## [Цель задания]
Определите, согласуются ли с отрывком о генеалогической поэзии скальдов следующие утверждения: 1. Исследование лингвопоэтических особенностей песни Тьодольва Хвинского было предпринято О.А.Смирницкой. 2. В эпоху военных походов и завоеваний возобладало представление, что вождь славен своими предками. 3. «Перечень Инглингов» был создан в IX в. Для каждого утверждения ответьте «да» или «нет» и подкрепите ответ решающими словами отрывка в точной цитате.

## [Отрывок]
Какова бы, однако, ни была подоснова генеалогического перечня, перед нами – скальдическая хвалебная песнь, сложенная во славу действующего отпрыска королевского рода, а потому подчиненное этой актуальной цели изображение событий прошлого неизбежно во многом теряет свою самостоятельную ценность, превращаясь в пьедестал, на котором возводится хвала другому – истинному герою и адресату песни. Не оттого ли, как продемонстрировало исследование лингвопоэтических особенностей песни Тьодольва Хвинского, предпринятое О.А.Смирницкой (121), вопреки естественной линейности генеалогического ряда, прошлое в классическом перечне лишено глубины, и все упоминаемые в нем события, сополагаясь, а не располагаясь на временнуй оси, относятся скальдом к неопределенному "давно"? Подобная иррелевантность временную фактора в песни, главное содержание которой – перечень заведомо "разновременных" эпизодов прошлого, весьма примечательна, и одно из возможных ее объяснений состоит в особой Функции генеалогической поэмы, благодаря которой каждое из названных в ней событий служит основанием для возвеличивания последнего представителя королевского рода и, тем самым, по существу оказывается "опрокинутым" в настоящее. Иными словами, поскольку панегирик генеалогического типа видит свою цель не в том, чтобы воспеть прошлое знатного рода, а в том, чтобы прославить принадлежащего к нему здравствующего предводителя за достойное хвалы качество – родовитость, он, строго говоря, вообще не является песнью о прошлом (122).

Итак, муж славен своими предками. В случае, если бы это представление стояло за всей древнескандинавской хвалебной поэзией, нам не суждено было бы найти в ней ничего, кроме генеалогических песней. Дело, однако, обстояло иначе, и в бурную эпоху военных походов и завоеваний возобладало другое представление: вождь славен своими деяниями, а это означало, что скальдической генеалогической песни было уготовано место маргинального панегирического поджанра. Даже если предположить, что генеалогическая поэма ведет свою историю не с момента создания в IX в. "Перечня Инглингов", но с древнейших времен (123), то и тогда придется признать, что "перечень предков" довольно скоро был вытеснен "перечнем подвигов и битв". Вот почему скальдическая традиция генеалогической поэзии практически ускользает от взора исследователя. Да и вправе ли мы вообще усматривать таковую за сохранившимися генеалогическими перечнями? Ведь все говорит за то, что сложенные Эйвиндом Финнссоном и неизвестным автором "Перечня норвежских конунгов" песни объединяет с "Перечнем Инглингов" отнюдь не только их принадлежность к общему жанру, но и непосредственные, как мы бы теперь сказали, "литературные связи", нити, напрямую тянущиеся от одного произведения к другому.

## [Выдержки из записей]
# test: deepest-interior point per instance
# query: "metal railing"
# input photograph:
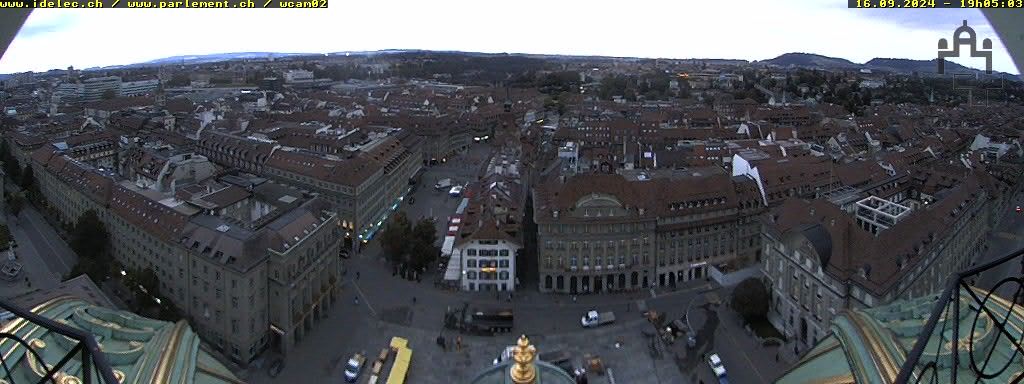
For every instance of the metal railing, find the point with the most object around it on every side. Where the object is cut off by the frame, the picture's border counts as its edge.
(94, 366)
(936, 356)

## [Результат выполнения]
1. Да: «исследование лингвопоэтических особенностей песни Тьодольва Хвинского, предпринятое О.А.Смирницкой».
2. Нет: «возобладало другое представление: вождь славен своими деяниями».
3. Да: «с момента создания в IX в. "Перечня Инглингов"».